* YOUR GOAL
Return every entry exactly.

* MATERIAL FOR THIS TASK
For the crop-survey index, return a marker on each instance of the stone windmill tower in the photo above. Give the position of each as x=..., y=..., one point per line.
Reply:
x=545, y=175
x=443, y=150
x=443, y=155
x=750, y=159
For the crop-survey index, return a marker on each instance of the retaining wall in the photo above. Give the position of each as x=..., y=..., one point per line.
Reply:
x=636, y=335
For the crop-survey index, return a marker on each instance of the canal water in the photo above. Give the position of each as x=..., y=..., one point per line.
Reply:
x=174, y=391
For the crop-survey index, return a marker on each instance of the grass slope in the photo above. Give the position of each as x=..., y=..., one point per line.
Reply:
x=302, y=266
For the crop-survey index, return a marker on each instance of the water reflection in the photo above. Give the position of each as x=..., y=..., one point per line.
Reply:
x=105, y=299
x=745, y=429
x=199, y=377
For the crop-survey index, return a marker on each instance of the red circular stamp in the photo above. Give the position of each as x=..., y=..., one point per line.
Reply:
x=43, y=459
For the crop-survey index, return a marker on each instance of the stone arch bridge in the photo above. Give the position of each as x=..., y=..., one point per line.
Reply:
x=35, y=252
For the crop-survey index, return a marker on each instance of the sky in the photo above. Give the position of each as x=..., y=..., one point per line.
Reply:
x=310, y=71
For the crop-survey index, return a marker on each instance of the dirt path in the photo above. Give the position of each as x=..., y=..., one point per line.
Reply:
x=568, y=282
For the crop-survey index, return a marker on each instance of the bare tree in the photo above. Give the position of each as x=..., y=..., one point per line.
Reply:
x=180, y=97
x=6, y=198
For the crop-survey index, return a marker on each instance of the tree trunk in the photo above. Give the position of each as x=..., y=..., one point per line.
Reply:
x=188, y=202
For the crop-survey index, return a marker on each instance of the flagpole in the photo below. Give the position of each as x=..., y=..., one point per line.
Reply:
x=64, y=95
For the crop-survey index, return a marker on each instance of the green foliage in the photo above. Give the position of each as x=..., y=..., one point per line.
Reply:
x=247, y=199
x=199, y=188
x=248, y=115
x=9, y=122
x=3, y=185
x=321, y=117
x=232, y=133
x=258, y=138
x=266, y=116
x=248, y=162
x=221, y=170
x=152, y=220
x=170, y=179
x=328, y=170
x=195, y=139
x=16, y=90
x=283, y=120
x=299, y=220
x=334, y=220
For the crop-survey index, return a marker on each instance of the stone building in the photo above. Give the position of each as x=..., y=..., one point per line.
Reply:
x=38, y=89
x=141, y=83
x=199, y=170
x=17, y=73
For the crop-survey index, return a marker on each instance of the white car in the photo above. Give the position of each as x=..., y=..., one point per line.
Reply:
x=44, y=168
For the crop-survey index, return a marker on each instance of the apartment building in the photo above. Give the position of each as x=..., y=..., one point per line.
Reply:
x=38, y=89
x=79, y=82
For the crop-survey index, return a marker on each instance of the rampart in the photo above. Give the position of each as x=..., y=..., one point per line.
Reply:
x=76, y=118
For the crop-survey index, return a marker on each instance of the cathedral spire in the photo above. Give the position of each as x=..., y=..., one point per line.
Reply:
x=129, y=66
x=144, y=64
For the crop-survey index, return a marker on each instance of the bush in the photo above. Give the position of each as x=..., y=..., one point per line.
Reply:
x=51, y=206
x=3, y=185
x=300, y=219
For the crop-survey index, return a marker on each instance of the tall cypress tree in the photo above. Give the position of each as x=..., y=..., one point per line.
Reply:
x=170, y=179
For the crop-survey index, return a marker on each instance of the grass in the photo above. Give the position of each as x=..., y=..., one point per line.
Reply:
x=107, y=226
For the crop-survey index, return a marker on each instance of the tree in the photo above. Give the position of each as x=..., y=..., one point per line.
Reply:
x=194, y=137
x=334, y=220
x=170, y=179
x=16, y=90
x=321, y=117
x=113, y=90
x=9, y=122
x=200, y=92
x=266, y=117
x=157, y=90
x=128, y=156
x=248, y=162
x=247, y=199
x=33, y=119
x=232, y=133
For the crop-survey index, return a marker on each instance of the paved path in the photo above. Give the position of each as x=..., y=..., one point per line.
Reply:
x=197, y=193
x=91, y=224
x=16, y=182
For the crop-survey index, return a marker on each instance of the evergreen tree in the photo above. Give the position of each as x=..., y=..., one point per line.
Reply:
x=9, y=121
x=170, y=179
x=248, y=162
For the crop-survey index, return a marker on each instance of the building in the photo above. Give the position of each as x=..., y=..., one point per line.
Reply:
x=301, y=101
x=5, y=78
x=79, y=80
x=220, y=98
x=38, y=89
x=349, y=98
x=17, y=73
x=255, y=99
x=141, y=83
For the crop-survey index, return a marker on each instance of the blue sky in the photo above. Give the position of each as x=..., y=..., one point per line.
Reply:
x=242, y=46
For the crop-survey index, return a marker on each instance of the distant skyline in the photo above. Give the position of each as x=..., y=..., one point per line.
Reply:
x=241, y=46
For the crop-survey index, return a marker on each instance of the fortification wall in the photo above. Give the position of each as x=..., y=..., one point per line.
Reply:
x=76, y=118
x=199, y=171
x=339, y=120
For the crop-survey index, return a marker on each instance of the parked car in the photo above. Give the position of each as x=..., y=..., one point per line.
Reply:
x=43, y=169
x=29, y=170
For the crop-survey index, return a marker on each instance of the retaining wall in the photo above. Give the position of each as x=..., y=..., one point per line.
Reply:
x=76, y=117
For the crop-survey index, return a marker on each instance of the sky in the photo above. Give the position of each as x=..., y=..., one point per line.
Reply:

* EXERCISE RESULT
For the crop-survey index, return a marker on each instance of the stone windmill tower in the photo above. Give the position of each as x=..., y=..., one point per line.
Reply:
x=545, y=175
x=443, y=150
x=443, y=155
x=750, y=159
For the crop-survey index, return a marker on each instance of the retaining wall in the photo above. Give the position of each as x=..., y=..., one point per line.
Reply:
x=636, y=335
For the crop-survey index, return a marker on each instance of the canal water in the photo above. Give the position of each as x=..., y=..., one point per line.
Reply:
x=174, y=391
For the crop-survey index, return a marker on each instance of the grass slope in the photo above. Give the position of each as x=..., y=..., one point per line.
Reply:
x=302, y=266
For the crop-survey index, return a marker on each instance of the water reflection in the photo above. Give the position of each as x=..., y=..., one point per line.
Reply:
x=105, y=299
x=745, y=429
x=199, y=377
For the crop-survey index, return a marker on each instance of the red circular stamp in the photo above. Give the position of each as x=..., y=..., one point per line.
Reply:
x=43, y=459
For the crop-survey index, return a marker on each instance of the stone arch bridge in the photo above. Give the position of each as x=..., y=..., one point per line.
Reply:
x=35, y=252
For the crop-survey index, return a marker on each instance of the sky in the photo above. Give the position of each as x=..., y=..., one point per line.
Reply:
x=310, y=71
For the crop-survey index, return a marker on each instance of the dirt path in the photo above. Give the position of each as x=..., y=..., one point per line.
Reply:
x=568, y=282
For the crop-survey index, return a marker on each instance of the bare tree in the photo above. Give the position of each as x=..., y=..., one point per line.
Reply:
x=180, y=97
x=6, y=198
For the crop-survey index, return a marker on each instance of the tree trunk in the photo above. Give the position of each as x=..., y=..., one point per line.
Reply:
x=188, y=202
For the crop-survey index, return a marker on each instance of the flagpole in the photo below. Give the position of each as x=..., y=..., one point per line.
Reply:
x=64, y=95
For the crop-survey index, return a marker on each instance of the green foliage in the photo above. Give the position of each as x=..., y=..., one point per line.
Reply:
x=247, y=199
x=199, y=188
x=248, y=115
x=9, y=122
x=3, y=185
x=321, y=117
x=232, y=133
x=258, y=138
x=266, y=116
x=248, y=162
x=221, y=170
x=152, y=220
x=170, y=179
x=328, y=170
x=195, y=139
x=16, y=90
x=283, y=120
x=299, y=220
x=334, y=220
For the crop-survey index, return a marker on each instance of the stone building in the photo above. Give the position of each as x=..., y=..., one point per line.
Reply:
x=38, y=89
x=141, y=83
x=199, y=170
x=17, y=73
For the crop-survey index, return a marker on each instance of the white car in the photo above. Give the position of each as x=..., y=..., one point per line.
Reply:
x=44, y=168
For the crop-survey index, return a marker on each instance of the apartment building in the photo above. Give the position of each as x=..., y=..., one point per line.
Reply:
x=38, y=89
x=79, y=82
For the crop-survey index, return a marker on each instance of the rampart in the photo above. Give the position of each as x=..., y=..., one point per line.
Reply:
x=76, y=118
For the crop-survey index, return a marker on each instance of the cathedral spire in the photo above. Give the position of each as x=..., y=..., one point per line.
Reply:
x=129, y=66
x=144, y=64
For the crop-survey index, return a marker on each instance of the bush in the photo above. Give the position of each as x=..., y=..., one point per line.
Reply:
x=51, y=206
x=3, y=185
x=300, y=219
For the crop-survey index, return a marker on each instance of the tall cypress tree in the photo above. Give the position of each as x=..., y=..., one point per line.
Reply:
x=170, y=179
For the crop-survey index, return a marker on each instance of the grass in the photo above. Give the position of each as x=..., y=..., one point per line.
Reply:
x=107, y=226
For the crop-survey index, return a marker on each instance of the tree in the photo above. Give the position of each as x=..., y=..., one point per line.
Reply:
x=194, y=137
x=334, y=220
x=170, y=179
x=16, y=90
x=321, y=117
x=113, y=90
x=9, y=122
x=200, y=92
x=266, y=117
x=157, y=90
x=128, y=156
x=248, y=162
x=247, y=199
x=33, y=119
x=232, y=133
For the crop-survey index, return a marker on each instance of the paved path in the photo above. Give the position of each as x=..., y=..., one point per line.
Reply:
x=197, y=193
x=91, y=224
x=16, y=182
For the crop-survey index, return a marker on each instance of the evergreen tree in the photo above. Give the position of each as x=..., y=..., one point per line.
Reply:
x=9, y=121
x=170, y=179
x=248, y=162
For the crop-survey index, return a marker on each instance of the building in the photo above. Give the position of each as x=..., y=..., one point per line.
Reply:
x=301, y=101
x=5, y=78
x=79, y=80
x=220, y=98
x=38, y=89
x=349, y=98
x=17, y=73
x=255, y=99
x=141, y=83
For the crop-survey index, return a marker on each instance of the blue sky in the photo above. Give the position of each as x=..., y=..., one point per line.
Reply:
x=242, y=46
For the crop-survey index, return a marker on each instance of the distant skyline in the photo above. Give the position of each as x=..., y=..., one point per line.
Reply:
x=241, y=46
For the crop-survey index, return a marker on each instance of the fortification wall in the photo above. Give the position of each as x=..., y=..., one point per line.
Reply:
x=76, y=118
x=199, y=171
x=339, y=120
For the crop-survey index, return a marker on each instance of the parked car in the photo above. Give the position of each as x=..., y=..., one point per line.
Reply:
x=43, y=169
x=29, y=170
For the crop-survey index, return a marker on each instance of the retaining wall in the photo above. Give the position of each as x=..., y=..., one point per line.
Reply:
x=76, y=117
For the crop-survey index, return a marker on each instance of the sky in the photo above. Give the position of each as x=..., y=..., one point per line.
Reply:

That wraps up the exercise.